### [EXCERPTED PASSAGE]
GnRH is essential on reproductive physiology and behaviour. Early in development, GnRH-1 neurons undergo a migratory process from the olfactory placode (OP) to the hypothalamus. Failure of GnRH-1 migration and abnormal olfactory bulb (OB) characterize Kallmann's syndrome (KS) resulting in hypogonadotrophic hypogonadism and anosmia. The X-linked form of KS is due to a dysfunctional KAL-1 gene, which encodes anosmin-1. An autosomal dominant form of KS results from disrupted KAL-2, which encodes FGFR-1. In this study we provide a GnRH-1, KAL-1 and KAL-2 spatio-temporal analysis during human embryogenesis to further understand olfactory system development and elucidate the mechanisms of KAL-1/KAL-2 action. We used GnRH human embryonic primary cells (FNC-B4) to observe in vitro alterations by KAL-1/KAL-2. Human recombinant anosmin-1 (wild type and truncated forms: PIWF4 and PIWF1), correspondent loss of function mutants, specific PIWF1pAb, FGFR-1 mAb and FGFR1 antagonists were used in order to observe these effects.

### [QUESTIONS TO ANSWER]
a: Answer these questions about the Kallmann's syndrome passage, one per line:
(i) From where to where do GnRH-1 neurons migrate early in development?
(ii) Which protein does the KAL-1 gene encode?
(iii) What cells were used to observe in vitro alterations by KAL-1/KAL-2?
b: Proceed with the Kallmann's syndrome passage, starting after its last sentence.
The rows after this point come from a separate source.

### [Phrase grounding data]
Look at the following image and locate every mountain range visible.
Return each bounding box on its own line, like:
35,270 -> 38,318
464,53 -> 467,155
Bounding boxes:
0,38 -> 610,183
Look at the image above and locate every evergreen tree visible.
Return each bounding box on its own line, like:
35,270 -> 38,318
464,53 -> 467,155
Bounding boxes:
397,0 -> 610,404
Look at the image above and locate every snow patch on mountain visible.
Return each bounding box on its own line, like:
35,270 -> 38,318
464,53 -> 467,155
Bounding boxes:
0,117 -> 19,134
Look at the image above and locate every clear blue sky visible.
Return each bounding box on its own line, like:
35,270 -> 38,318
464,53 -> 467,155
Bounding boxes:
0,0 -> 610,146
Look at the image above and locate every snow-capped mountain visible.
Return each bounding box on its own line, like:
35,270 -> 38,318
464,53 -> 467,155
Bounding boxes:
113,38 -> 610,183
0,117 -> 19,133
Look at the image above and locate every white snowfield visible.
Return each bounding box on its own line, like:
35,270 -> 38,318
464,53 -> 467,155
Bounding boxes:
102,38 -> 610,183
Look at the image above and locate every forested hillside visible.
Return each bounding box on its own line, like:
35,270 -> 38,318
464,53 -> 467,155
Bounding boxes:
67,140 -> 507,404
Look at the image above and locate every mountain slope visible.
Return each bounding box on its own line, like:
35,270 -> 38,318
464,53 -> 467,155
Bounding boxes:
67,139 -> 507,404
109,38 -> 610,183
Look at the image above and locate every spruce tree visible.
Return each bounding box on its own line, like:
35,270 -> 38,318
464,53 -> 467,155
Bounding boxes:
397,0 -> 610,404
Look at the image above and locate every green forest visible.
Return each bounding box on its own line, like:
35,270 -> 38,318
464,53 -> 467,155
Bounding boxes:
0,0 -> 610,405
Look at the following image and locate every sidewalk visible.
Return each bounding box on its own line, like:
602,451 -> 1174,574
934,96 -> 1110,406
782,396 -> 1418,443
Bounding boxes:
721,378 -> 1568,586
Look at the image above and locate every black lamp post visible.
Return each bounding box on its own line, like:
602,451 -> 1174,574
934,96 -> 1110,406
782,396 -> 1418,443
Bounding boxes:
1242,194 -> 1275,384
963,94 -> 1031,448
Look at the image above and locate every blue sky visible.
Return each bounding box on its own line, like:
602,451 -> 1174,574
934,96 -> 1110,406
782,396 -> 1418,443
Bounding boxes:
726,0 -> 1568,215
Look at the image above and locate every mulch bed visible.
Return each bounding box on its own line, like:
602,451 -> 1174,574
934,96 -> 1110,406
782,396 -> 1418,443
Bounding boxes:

### [LIST OF ANSWERS]
a:
(i) From the olfactory placode (OP) to the hypothalamus.
(ii) Anosmin-1.
(iii) GnRH human embryonic primary cells (FNC-B4).

b:
GnRH-1-immunoreactivity appears in the OP at ED32. Two days later this 'early' GnRH-1 neurons have arrived at the mid-forebrain (before OB morphogenesis proper), whereas another GnRH-1 cell group is accompanied by KAL-1 and KAL-2 cells in the OP, nasal mesenchyme (NM) and rostral forebrain (rF). In vitro assays showed significant neurite outgrowth length and external phenotype changes on FNC-B4 cells: PIWF1, PIWF4 increased length axonal outgrowth and branching which showed a biphasic dose dependent with a 1nM maximum. This effect was not observed when using mutants and blocked by PIWF1pAb, FGFR1 antibodies and FGFR1 antagonists.
The results show 'early' migratory GnRH-1 neurons entering the forebrain before any KAL-1/KAL-2 immunoreactivity in the olfactory system. Soon after, 'late' GnRH-1, KAL-1 and KAL-2 are adjacently localized in OP, NM and rF. Moreover, in vitro studies support the idea that KAL-1 and KAL-2 might interact and affect the migratory phenotype of GnRH-1 neurons.